=== DATA PROVIDED ===
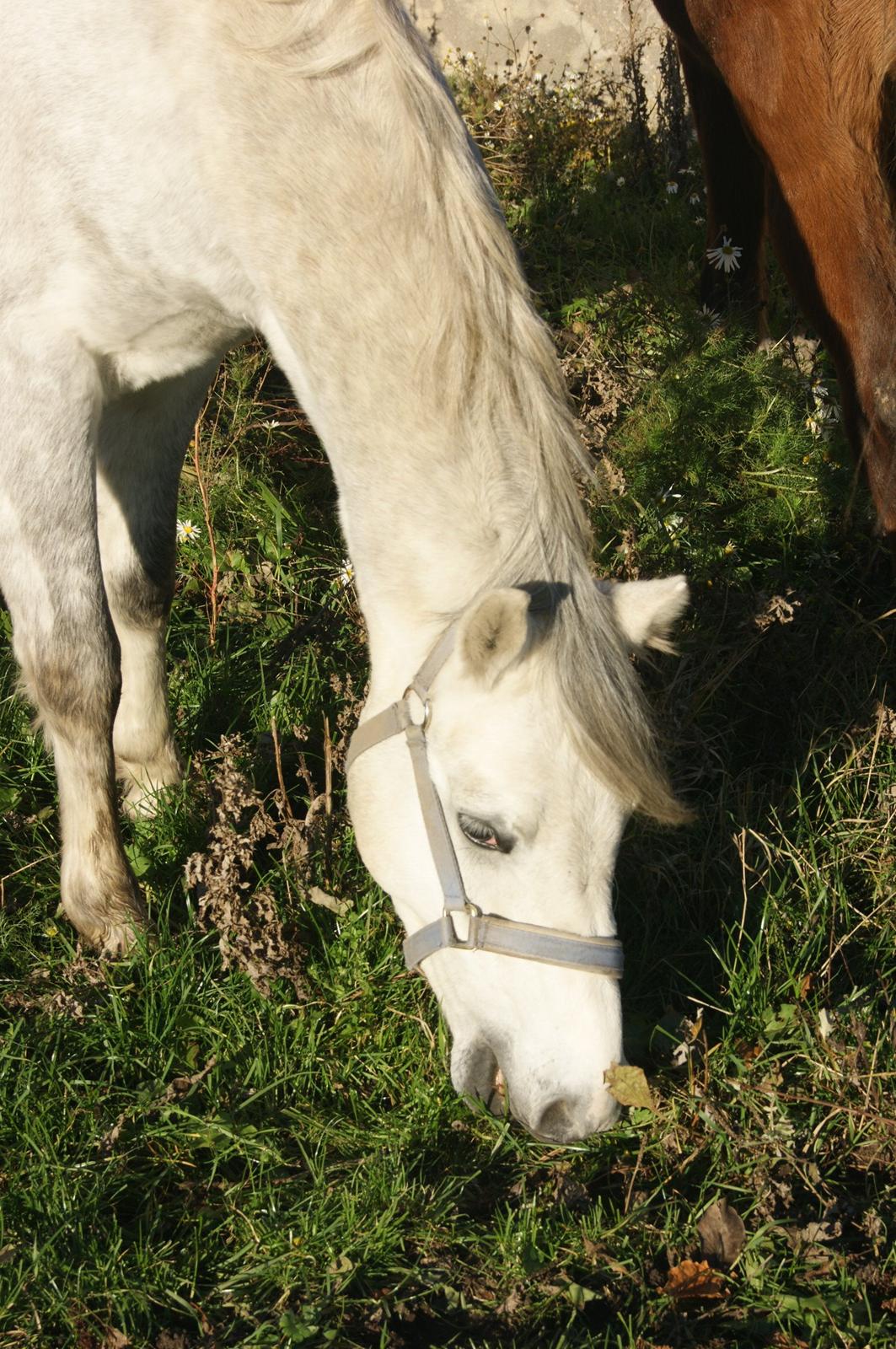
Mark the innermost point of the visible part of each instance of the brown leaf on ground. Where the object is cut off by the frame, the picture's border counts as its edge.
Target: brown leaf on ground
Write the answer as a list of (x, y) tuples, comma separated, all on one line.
[(172, 1340), (694, 1279), (628, 1085), (175, 1090), (722, 1233), (777, 609), (249, 932)]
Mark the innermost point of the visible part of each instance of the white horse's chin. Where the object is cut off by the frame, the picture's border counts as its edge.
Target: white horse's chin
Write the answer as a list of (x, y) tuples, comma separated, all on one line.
[(545, 1112)]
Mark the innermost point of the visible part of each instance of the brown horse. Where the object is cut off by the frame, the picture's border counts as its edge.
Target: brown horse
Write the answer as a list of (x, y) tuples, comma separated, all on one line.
[(795, 105)]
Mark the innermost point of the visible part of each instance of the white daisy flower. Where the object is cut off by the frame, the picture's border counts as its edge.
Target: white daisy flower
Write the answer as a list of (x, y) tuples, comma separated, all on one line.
[(725, 258), (186, 532)]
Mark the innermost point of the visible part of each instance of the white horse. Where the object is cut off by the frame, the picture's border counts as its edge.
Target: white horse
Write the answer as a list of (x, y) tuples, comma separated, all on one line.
[(172, 177)]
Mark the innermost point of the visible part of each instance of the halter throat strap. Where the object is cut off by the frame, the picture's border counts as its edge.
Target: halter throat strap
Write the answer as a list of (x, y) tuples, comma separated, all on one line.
[(483, 931)]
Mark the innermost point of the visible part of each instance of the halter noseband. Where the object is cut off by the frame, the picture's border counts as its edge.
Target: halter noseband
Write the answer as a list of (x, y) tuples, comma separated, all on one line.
[(486, 931)]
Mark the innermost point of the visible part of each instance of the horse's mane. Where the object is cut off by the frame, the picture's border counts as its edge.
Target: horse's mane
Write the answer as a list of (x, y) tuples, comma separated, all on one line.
[(493, 368)]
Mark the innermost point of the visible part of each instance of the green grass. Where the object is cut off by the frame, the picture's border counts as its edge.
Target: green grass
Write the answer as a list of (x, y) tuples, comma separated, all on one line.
[(185, 1162)]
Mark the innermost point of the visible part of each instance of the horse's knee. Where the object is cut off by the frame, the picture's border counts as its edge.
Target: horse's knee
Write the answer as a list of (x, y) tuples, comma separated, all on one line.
[(74, 687), (141, 599)]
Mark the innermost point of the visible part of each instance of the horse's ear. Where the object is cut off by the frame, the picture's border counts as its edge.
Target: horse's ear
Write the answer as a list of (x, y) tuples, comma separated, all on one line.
[(493, 632), (648, 610)]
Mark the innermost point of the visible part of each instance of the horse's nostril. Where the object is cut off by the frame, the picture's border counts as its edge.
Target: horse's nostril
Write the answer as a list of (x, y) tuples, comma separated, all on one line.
[(555, 1123)]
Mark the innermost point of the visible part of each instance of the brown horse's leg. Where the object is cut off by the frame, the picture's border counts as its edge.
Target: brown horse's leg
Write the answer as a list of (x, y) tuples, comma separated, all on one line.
[(734, 193), (815, 111)]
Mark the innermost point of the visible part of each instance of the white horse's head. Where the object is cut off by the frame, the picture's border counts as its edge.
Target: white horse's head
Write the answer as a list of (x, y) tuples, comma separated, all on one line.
[(539, 749)]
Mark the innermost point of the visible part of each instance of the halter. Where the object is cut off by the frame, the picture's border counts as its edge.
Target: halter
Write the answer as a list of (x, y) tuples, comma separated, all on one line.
[(486, 931)]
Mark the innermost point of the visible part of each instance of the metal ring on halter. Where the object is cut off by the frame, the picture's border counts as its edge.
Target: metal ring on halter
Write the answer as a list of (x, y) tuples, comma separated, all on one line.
[(427, 706)]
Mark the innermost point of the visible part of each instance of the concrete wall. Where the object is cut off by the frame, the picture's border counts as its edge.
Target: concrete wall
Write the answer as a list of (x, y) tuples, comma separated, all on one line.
[(572, 33)]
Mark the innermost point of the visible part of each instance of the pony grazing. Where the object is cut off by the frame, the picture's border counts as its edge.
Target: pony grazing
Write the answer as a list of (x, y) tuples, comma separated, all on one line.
[(174, 177), (794, 108)]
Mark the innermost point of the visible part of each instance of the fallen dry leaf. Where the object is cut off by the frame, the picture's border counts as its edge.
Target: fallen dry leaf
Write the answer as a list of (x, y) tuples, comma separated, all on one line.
[(722, 1233), (694, 1279), (628, 1085)]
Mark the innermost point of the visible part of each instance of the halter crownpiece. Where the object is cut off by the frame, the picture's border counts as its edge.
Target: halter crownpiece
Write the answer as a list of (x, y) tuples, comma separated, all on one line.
[(485, 931)]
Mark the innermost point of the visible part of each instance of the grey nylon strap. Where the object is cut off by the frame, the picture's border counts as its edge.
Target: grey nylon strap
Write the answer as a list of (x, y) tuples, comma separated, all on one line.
[(486, 931), (505, 937)]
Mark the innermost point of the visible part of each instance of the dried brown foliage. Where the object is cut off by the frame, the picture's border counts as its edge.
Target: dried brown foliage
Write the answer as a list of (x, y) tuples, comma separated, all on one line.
[(251, 935)]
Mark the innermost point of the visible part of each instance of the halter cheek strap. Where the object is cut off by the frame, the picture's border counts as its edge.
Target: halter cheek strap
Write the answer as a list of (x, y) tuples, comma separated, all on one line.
[(485, 931)]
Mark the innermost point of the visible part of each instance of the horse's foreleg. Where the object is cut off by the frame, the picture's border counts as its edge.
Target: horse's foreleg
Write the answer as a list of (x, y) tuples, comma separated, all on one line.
[(142, 443), (830, 222), (62, 633), (734, 195)]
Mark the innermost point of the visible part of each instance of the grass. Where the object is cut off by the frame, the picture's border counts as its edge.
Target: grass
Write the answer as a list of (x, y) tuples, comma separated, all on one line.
[(186, 1162)]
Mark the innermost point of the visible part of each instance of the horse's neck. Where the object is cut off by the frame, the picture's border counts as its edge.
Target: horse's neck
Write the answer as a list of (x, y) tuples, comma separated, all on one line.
[(385, 287)]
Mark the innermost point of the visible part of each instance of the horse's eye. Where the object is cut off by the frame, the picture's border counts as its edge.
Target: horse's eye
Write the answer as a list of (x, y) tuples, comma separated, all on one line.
[(483, 834)]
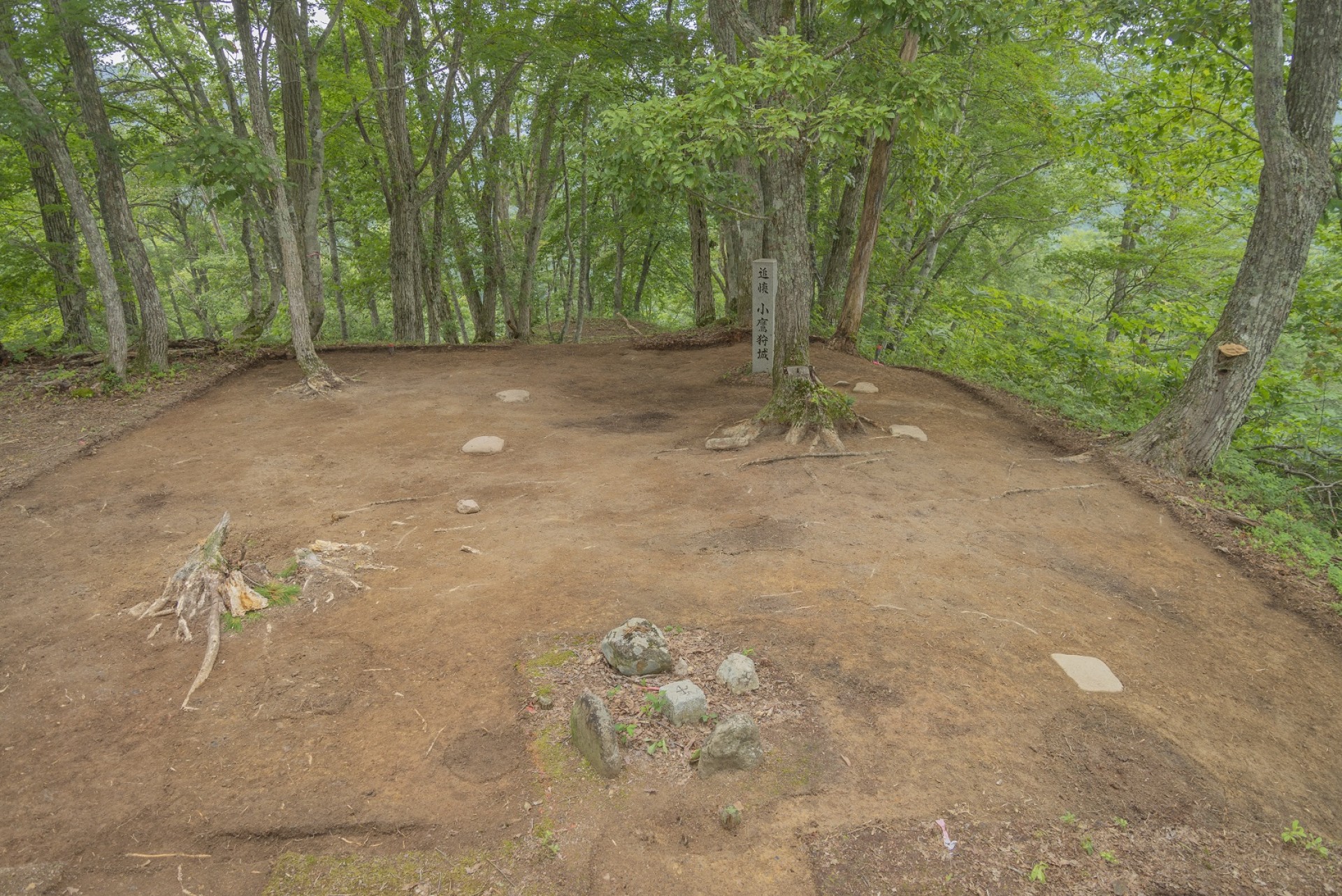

=== REQUIREMENT ===
The data is to be printed again exactly, but without its pictures.

=== SOLUTION BELOW ===
Mark the innermost point of the visible part of each instance of the brown leaf on ground. Where the object is cut off by the frame, the picture's border counts as its edge.
Target: brown leaf on ground
Write the answer as a list of (x, y) tuples, comma separated, all on one line.
[(172, 1340), (694, 1279), (628, 1085), (175, 1090), (722, 1233), (777, 609), (249, 932)]
Mark the innermost point of the visible part of each instance of the white horse's chin. Where the object is cut off by the frame, the picture's border counts as its edge.
Target: white horse's chin
Write the answer as a list of (x, y) tuples, comma separated, all on one line.
[(545, 1112)]
Mark the innermost point of the visible part of each instance of the brown horse. Where the object is cut off by the frame, the picture's border counts as its edge.
Target: brown horse
Write the answer as a list of (x, y) tuples, comma separated, all on one line.
[(795, 105)]
Mark the innermost point of the visible part of each instance of the white daisy flower. Where the object is cut off by the frame, the picture's border counts as its edge.
Target: white daisy flower
Write the answer as a list of (x, y) tuples, comma separated, all on one line.
[(725, 258), (186, 532)]
Mark the innermost point of the visible part of each instance of the white horse. Where the object is cut off by the frame, the picture's border counts as its edge.
Target: white horse
Write the answer as a list of (x, y) tuples, comma separated, all on one line.
[(172, 177)]
Mark the innermost point of the visible part of each instance of the halter throat strap. Where the object is cut off by the frame, the picture's border counts as its edge.
Target: halter throat strap
Write the answer as a list of (x, y) tuples, comma separated, all on one line.
[(483, 931)]
Mark the innermost point of the visible part of each instance of the halter noseband. Where the object is cut off by the frame, the picture's border counts as its edge.
Target: halter noseband
Write the answer as a list of (x, y) tuples, comma separated, all on one line.
[(486, 931)]
Mark the innermost point of the visible part of each instance of the horse's mane. Where the object is cut off by the frame, the picture's border counts as its edge.
Target: horse's mane
Write the answer as a list of (x, y) tuples, comma separated, all on one line.
[(493, 368)]
Mark the innermost point of the visible part of each instance of the green grass. Where the object is cut off by the frame, the picture's border counts as its edge.
Target: green grass
Write the answer as a list of (x, y) tuples, comma separated, all on one line.
[(185, 1162)]
Mark the innermost point of the visible part of each instance of the horse's knee. Where the object is cut off by the frame, the picture's border counts as its edge.
Target: horse's knee
Write the answer as a list of (x, y) tuples, comma separated, all on one line.
[(74, 687), (141, 599)]
Mark the innermost point of the visible part of each instance of the horse's ear. Where the object is cut off by the frame, the picture's border counts as its edge.
Target: horse's ear
Write the answer as a list of (x, y) tuples, comma separated, all on one line.
[(493, 632), (648, 610)]
Mark the innermost point of the visible part of each instance of the horse's nostril. Where the object is cut off by the frame, the picture's border counts as its edge.
Target: horse's nostril
Write the answer as a list of (x, y) tuples, comma separated, all on one line.
[(555, 1123)]
Mark the innermost point of the visible part of each instance of the brown horse's leg. Where the object is cut off by the frame, the picture's border counts as its edge.
Target: brown horse's leg
Write the answer as a list of (x, y) tuples, comma separated, all on one line.
[(734, 193), (815, 111)]
Mark the innermost point of the visible part of each instance of the white horse's head. Where the object is cut off by the frame, the picture's border counts as its edge.
Target: white horse's head
Write the answer as a list of (x, y) tuples, comma separated, all on one line.
[(539, 749)]
Mark the innermost point of the visible part of each instance of the halter. Where the object is cut off by the frame, the picture's border counts as its edge.
Target: halter
Write the answer as a list of (x, y) tuples, comma separated, all on one line.
[(486, 931)]
Mark the innermost point of the visible part of each instance of the metal ring on halter. Where the object is cut off by the frame, the picture's border counts as its edge.
Target: metal ring on halter
Write the answer as a list of (x, y) tuples, comma separated, all on one line.
[(427, 706)]
Mark the innermost point of the visible part of each instance of the concrete wall. Where the object is cut off by the frame, the picture's border counts as its edge.
Target: concrete wall
Write the answer as a list of (x, y) tuples, comma separated, all on one line.
[(572, 33)]
Mark the innermost point of the visible part of each instance of the pony grazing. Where the object is cut off by the frame, the picture's border counts as its edge.
Target: pony grazing
Write the answer as a list of (x, y) tuples, comma separated, all on one line.
[(174, 177), (794, 108)]
Mark the innermost point of the visible part of each instance of the fallen dry leaf. Where the object is cut off by the frame, the picture's border counts as its edge.
Target: fallen dry leaf
Write the answer as a list of (x, y) tuples, comma separated, all on one line.
[(722, 1233), (694, 1279), (628, 1085)]
Mark the innermost point of the visible part of each instance of the halter crownpiece. Where the object is cut off by the frame, the picture's border counts as its edge.
Target: halter crownpiece
Write the answer as a list of (x, y) tuples, comma separated, all on one line.
[(485, 931)]
Mark the innermost point of the visible part of each instance of the grey nylon strap. Where the object is cut off by the frame, the picture's border counts as its edge.
Target: grey nylon strap
Write the answer as a list of (x, y) tuples, comma separated, all on one line.
[(486, 931), (505, 937)]
Mark the innermost point of the visible part of each instance of the dried brown foliage. Where the object is cut off by the frame, the picture's border counts as its edge.
Target: dried brown foliage
Write the answer as a list of (x, y) tuples, comma separated, all on one line.
[(251, 935)]
Mark the innermost point of the visible part of each instance of the halter cheek strap. Where the object is cut off by the frame, the picture's border counts as its edge.
Target: halter cheek strap
Write the answer as a list of (x, y) tuples, comma separated, all on one line.
[(485, 931)]
Mark the innermost point of the visible part of each instance of the horse's foreleg. Where the object is cut off by the frame, the picture's border counts as its edge.
Target: horse's foreleg
Write the answer as a list of (x, y) tuples, comma separated, all on one line.
[(142, 443), (830, 222), (62, 633), (734, 195)]
Mark the innermost point of the visible part of each instance of the grass. Where the object is cut off by the frame, the picture's border counts as its edge.
Target: grass
Write the answer as a list of (x, y) tuples, comma separated, all on one line.
[(186, 1162)]
Mark the innermost point of the visible part of each instance of the horse's neck. Where the object is cut off by the frame, the picture's border counts as its edge.
Target: horse's neck
Write the answer as a list of (x, y) tuples, comma separated, all on one line.
[(385, 287)]
Mark the innermost point of the visible part of each instance of the horse's eye. Where the object is cut off by the frame, the picture's border counts as its edge.
Target: horse's eye
Write the answer as a list of (x, y) tuples, comma separated, all on one line.
[(483, 834)]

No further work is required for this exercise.